Segment Open

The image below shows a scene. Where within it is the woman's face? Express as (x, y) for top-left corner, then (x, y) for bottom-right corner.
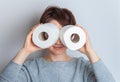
(47, 20), (67, 55)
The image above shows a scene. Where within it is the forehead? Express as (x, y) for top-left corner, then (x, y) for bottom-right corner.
(49, 20), (62, 29)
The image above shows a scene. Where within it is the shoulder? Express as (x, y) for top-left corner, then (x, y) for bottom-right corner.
(74, 57), (92, 70)
(23, 57), (43, 69)
(75, 57), (90, 65)
(75, 57), (104, 71)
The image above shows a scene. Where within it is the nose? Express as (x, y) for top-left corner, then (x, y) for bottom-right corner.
(55, 39), (62, 45)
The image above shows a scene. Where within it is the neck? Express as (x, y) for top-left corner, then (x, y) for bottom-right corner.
(43, 52), (72, 62)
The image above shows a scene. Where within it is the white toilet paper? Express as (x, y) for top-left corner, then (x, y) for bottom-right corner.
(32, 23), (59, 48)
(60, 25), (86, 50)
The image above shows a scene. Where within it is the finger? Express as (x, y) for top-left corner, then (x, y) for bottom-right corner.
(28, 23), (44, 39)
(29, 23), (43, 32)
(29, 24), (42, 35)
(75, 24), (91, 43)
(76, 24), (89, 35)
(75, 24), (84, 28)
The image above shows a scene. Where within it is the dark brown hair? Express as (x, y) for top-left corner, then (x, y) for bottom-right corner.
(40, 6), (76, 26)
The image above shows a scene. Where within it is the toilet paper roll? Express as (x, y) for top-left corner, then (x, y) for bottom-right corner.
(60, 25), (86, 50)
(32, 23), (59, 48)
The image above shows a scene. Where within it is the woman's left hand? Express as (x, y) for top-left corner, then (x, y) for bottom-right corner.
(76, 24), (93, 55)
(76, 24), (100, 63)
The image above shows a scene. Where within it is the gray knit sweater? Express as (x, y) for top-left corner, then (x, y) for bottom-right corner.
(0, 57), (115, 82)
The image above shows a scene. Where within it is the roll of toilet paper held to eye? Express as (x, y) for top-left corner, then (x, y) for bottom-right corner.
(60, 25), (86, 50)
(32, 23), (59, 48)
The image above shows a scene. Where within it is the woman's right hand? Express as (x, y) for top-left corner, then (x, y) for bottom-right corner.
(13, 24), (43, 65)
(22, 24), (43, 55)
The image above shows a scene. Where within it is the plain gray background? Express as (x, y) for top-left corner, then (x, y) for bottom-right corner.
(0, 0), (119, 81)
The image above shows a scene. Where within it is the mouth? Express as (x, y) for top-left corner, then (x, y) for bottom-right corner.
(53, 45), (65, 50)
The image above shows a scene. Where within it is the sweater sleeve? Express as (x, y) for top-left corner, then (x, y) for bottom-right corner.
(0, 61), (31, 82)
(86, 59), (115, 82)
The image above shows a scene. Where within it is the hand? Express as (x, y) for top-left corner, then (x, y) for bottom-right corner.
(22, 24), (43, 55)
(76, 24), (94, 56)
(13, 24), (44, 64)
(76, 24), (100, 63)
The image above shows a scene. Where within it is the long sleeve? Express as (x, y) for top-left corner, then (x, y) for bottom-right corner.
(92, 60), (115, 82)
(0, 61), (31, 82)
(85, 59), (115, 82)
(0, 57), (115, 82)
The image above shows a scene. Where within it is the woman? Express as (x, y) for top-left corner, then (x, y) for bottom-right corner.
(0, 6), (115, 82)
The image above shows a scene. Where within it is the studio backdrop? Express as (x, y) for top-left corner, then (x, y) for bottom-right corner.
(0, 0), (119, 81)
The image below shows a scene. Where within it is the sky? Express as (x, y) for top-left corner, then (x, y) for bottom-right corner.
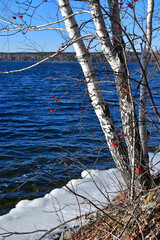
(0, 0), (67, 52)
(0, 0), (159, 53)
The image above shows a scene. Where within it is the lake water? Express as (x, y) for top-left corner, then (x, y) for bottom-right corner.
(0, 61), (159, 215)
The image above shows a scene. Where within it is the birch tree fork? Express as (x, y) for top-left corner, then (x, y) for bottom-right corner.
(57, 0), (154, 192)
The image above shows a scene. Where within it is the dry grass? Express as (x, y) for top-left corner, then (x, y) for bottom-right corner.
(64, 176), (160, 240)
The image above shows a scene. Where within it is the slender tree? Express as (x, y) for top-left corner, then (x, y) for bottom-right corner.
(139, 0), (154, 165)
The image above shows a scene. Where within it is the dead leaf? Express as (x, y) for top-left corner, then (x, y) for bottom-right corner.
(145, 192), (154, 204)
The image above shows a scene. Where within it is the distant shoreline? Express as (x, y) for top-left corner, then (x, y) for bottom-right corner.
(0, 51), (142, 63)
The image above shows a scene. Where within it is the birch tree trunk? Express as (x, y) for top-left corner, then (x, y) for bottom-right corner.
(57, 0), (131, 187)
(139, 0), (154, 166)
(88, 0), (153, 190)
(57, 0), (154, 192)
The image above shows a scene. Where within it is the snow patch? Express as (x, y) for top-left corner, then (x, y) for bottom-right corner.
(0, 153), (159, 239)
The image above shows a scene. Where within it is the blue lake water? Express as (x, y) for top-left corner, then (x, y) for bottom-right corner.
(0, 61), (159, 215)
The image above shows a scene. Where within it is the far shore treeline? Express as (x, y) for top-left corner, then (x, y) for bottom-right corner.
(0, 51), (148, 62)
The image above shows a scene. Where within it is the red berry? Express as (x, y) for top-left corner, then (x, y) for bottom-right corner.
(128, 3), (134, 9)
(79, 106), (85, 110)
(112, 40), (118, 45)
(136, 168), (141, 173)
(89, 99), (92, 103)
(120, 130), (124, 136)
(12, 16), (16, 19)
(112, 143), (119, 147)
(120, 131), (127, 137)
(57, 50), (61, 54)
(19, 15), (23, 19)
(105, 71), (109, 76)
(50, 109), (54, 113)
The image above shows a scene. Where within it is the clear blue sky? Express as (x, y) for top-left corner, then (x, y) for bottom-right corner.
(0, 0), (159, 53)
(0, 0), (68, 52)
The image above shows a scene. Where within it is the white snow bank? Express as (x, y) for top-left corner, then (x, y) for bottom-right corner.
(149, 152), (160, 175)
(0, 153), (159, 240)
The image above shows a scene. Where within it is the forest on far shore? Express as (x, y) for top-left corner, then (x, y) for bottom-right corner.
(0, 51), (144, 62)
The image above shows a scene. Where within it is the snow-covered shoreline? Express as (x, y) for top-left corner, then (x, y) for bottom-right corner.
(0, 153), (159, 240)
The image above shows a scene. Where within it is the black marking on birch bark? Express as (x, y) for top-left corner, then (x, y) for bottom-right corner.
(99, 37), (107, 42)
(69, 10), (73, 15)
(89, 0), (100, 5)
(104, 104), (111, 117)
(79, 59), (88, 63)
(82, 52), (90, 58)
(92, 15), (100, 19)
(59, 3), (69, 8)
(70, 24), (78, 29)
(113, 44), (125, 64)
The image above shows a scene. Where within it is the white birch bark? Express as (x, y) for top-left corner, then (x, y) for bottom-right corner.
(88, 0), (138, 172)
(139, 0), (154, 164)
(57, 0), (131, 186)
(88, 0), (153, 190)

Segment Closed

__TASK DETAILS__
In your copy, repeat each record exactly and include no pictures.

__ANSWER TO THE EXERCISE__
The image below shows a scene. Where within it is the woman's face? Express as (x, y) for top-left corner, then (x, y) for bottom-right corner.
(47, 20), (67, 55)
The image above shows a scene. Where within it is the forehead? Express as (x, y) for top-left corner, then (x, y) for bottom-right corner.
(49, 20), (62, 29)
The image above shows a scene. Where within it is the shoulder? Express as (x, y) for top-left corner, then (x, y) for bottom-right corner.
(74, 57), (92, 70)
(23, 57), (43, 69)
(75, 57), (90, 65)
(75, 57), (104, 71)
The image above shows a scene. Where within it is the nose? Express as (x, y) for top-left corner, then (x, y) for bottom-right corner.
(55, 39), (62, 45)
The image above shows a scene. Where within it is the neck? Express as (x, y) for top-left corner, then (x, y) for bottom-right corner.
(43, 52), (72, 62)
The image above shows a scene. Where within it is the white toilet paper? Express as (x, y) for top-left corner, then (x, y) for bottom-right corner.
(32, 23), (59, 48)
(60, 25), (86, 50)
The image above shows a scene. Where within it is the finger? Express as (x, y) for top-left corner, then (x, y) for bottom-right corner.
(28, 23), (44, 39)
(29, 23), (43, 32)
(29, 24), (42, 35)
(75, 24), (91, 43)
(76, 24), (89, 35)
(75, 24), (84, 28)
The image above shows a scene. Where within it is the dark brown hair? Express as (x, y) for top-left corner, then (x, y) for bottom-right corner.
(40, 6), (76, 26)
The image above shows a scene. Where within it is the toilet paper roll? Express as (x, y) for top-left corner, then (x, y) for bottom-right corner.
(60, 25), (86, 50)
(32, 23), (59, 48)
The image above shows a scene. Where within it is the woman's left hand? Express as (x, y) for top-left corner, then (x, y) for bottom-right corner.
(76, 24), (93, 55)
(76, 24), (100, 63)
The image above shows a scene. Where within it is the gray knit sweater? Express as (x, y) for top-left corner, then (x, y) for bottom-right corner.
(0, 57), (115, 82)
The image above shows a scene. Where within it is the roll of toilet paper held to eye? Express as (x, y) for top-left corner, then (x, y) for bottom-right corner.
(60, 25), (86, 50)
(32, 23), (59, 48)
The image above shows a scene. Where within it is the woman's right hand? Express as (x, y) for top-left corner, then (x, y) for bottom-right corner.
(13, 24), (43, 65)
(22, 24), (43, 55)
The image above shows a scene. Where within it is the plain gray background? Express as (x, y) for top-left corner, then (x, y) for bottom-right corner.
(0, 0), (119, 81)
The image above shows a scene. Where within it is the mouth? Express as (x, y) for top-left corner, then (x, y) for bottom-right corner.
(53, 45), (65, 50)
The image above shows a scene. Where within it is the sweater sleeve? Express as (x, y) for top-left corner, then (x, y) for bottom-right corner.
(0, 61), (31, 82)
(86, 59), (115, 82)
The image above shows a scene. Where within it is the hand? Express as (x, y) for top-left corner, then (x, y) for bottom-right corner.
(22, 24), (43, 55)
(76, 24), (94, 56)
(13, 24), (44, 64)
(76, 24), (100, 63)
The image above shows a scene. Where within it is the long sleeve? Express as (x, y) for top-left corner, then (x, y) for bottom-right corner.
(92, 60), (115, 82)
(0, 61), (31, 82)
(85, 59), (115, 82)
(0, 57), (115, 82)
The image above shows a scene. Where within it is the woman? Express as (x, y) for top-left corner, then (x, y) for bottom-right corner.
(0, 6), (115, 82)
The image above shows a scene. Where within it is the studio backdrop? Express as (x, y) for top-left corner, then (x, y) for bottom-right corner.
(0, 0), (119, 81)
The image below shows a scene. Where within it is the sky? Express as (x, y) for top-left corner, then (x, y) for bottom-right corner.
(0, 0), (67, 52)
(0, 0), (159, 53)
The image above shows a scene. Where within it is the lake water? Express as (x, y) for top-left corner, then (x, y) for bottom-right corner.
(0, 61), (159, 215)
The image above shows a scene. Where within it is the birch tree fork? Express as (x, y) for top-left corner, then (x, y) for bottom-right corner.
(57, 0), (154, 192)
The image above shows a scene. Where within it is the dry grass? Express as (x, y) for top-left corner, then (x, y) for bottom-right corner.
(64, 176), (160, 240)
The image above shows a scene. Where within it is the slender tree? Express as (x, y) for top-left corner, then (x, y) for bottom-right corner.
(139, 0), (154, 165)
The image above shows a scene. Where within it is the dead leaf? Express as (x, y) for top-left corner, then (x, y) for bottom-right corner.
(145, 192), (154, 204)
The image above shows a scene. Where within it is the distant shoreline? Express as (x, y) for top-left corner, then (x, y) for bottom-right corner.
(0, 51), (142, 63)
The image above shows a scene. Where within it is the birch tree trunk? Express as (x, y) for top-left corner, then (x, y) for bottom-right corner.
(57, 0), (131, 187)
(139, 0), (154, 166)
(88, 0), (153, 190)
(57, 0), (154, 192)
The image above shows a scene. Where within it is the snow patch? Express as (x, y) for top-left corner, then (x, y) for bottom-right corner.
(0, 153), (159, 239)
The image above shows a scene. Where within it is the blue lake water? Express as (x, y) for top-left corner, then (x, y) for bottom-right corner.
(0, 61), (159, 215)
The image above shows a scene. Where within it is the far shore treeline? Express as (x, y) for top-left corner, then (x, y) for bottom-right corner.
(0, 51), (148, 62)
The image above shows a scene. Where within it is the red berry? Express as (x, y) for top-left corner, then (x, y) for bottom-right corner.
(128, 3), (134, 9)
(79, 106), (85, 110)
(112, 40), (118, 45)
(136, 168), (141, 173)
(89, 99), (92, 103)
(120, 130), (124, 136)
(12, 16), (16, 19)
(112, 143), (119, 147)
(120, 131), (127, 137)
(57, 50), (61, 54)
(19, 15), (23, 19)
(105, 71), (109, 76)
(50, 109), (54, 113)
The image above shows a scene. Where within it is the clear blue sky? Express as (x, y) for top-left corner, then (x, y) for bottom-right corner.
(0, 0), (159, 53)
(0, 0), (68, 52)
The image above shows a scene. Where within it is the white snow bank? Express as (x, y) for top-left corner, then (x, y) for bottom-right corner.
(149, 152), (160, 175)
(0, 153), (159, 240)
The image above shows a scene. Where within it is the forest on far shore? Express as (x, y) for top-left corner, then (x, y) for bottom-right corner.
(0, 51), (144, 62)
The image above shows a scene. Where within it is the snow-covered shoreline? Express as (x, y) for top-left corner, then (x, y) for bottom-right corner.
(0, 153), (159, 240)
The image above shows a scene. Where within it is the black marking on birch bark? Express as (x, y) for top-left corner, then (x, y) for bottom-right corner.
(99, 37), (107, 42)
(69, 10), (73, 15)
(89, 0), (100, 5)
(104, 104), (111, 117)
(79, 59), (88, 63)
(82, 52), (90, 58)
(92, 15), (100, 19)
(59, 3), (69, 8)
(70, 24), (78, 29)
(113, 44), (125, 64)
The image above shows a scene. Where within it is the white birch bark? Express as (x, y) for top-left corner, then (x, y) for bottom-right corner.
(88, 0), (138, 172)
(139, 0), (154, 164)
(57, 0), (131, 186)
(88, 0), (153, 190)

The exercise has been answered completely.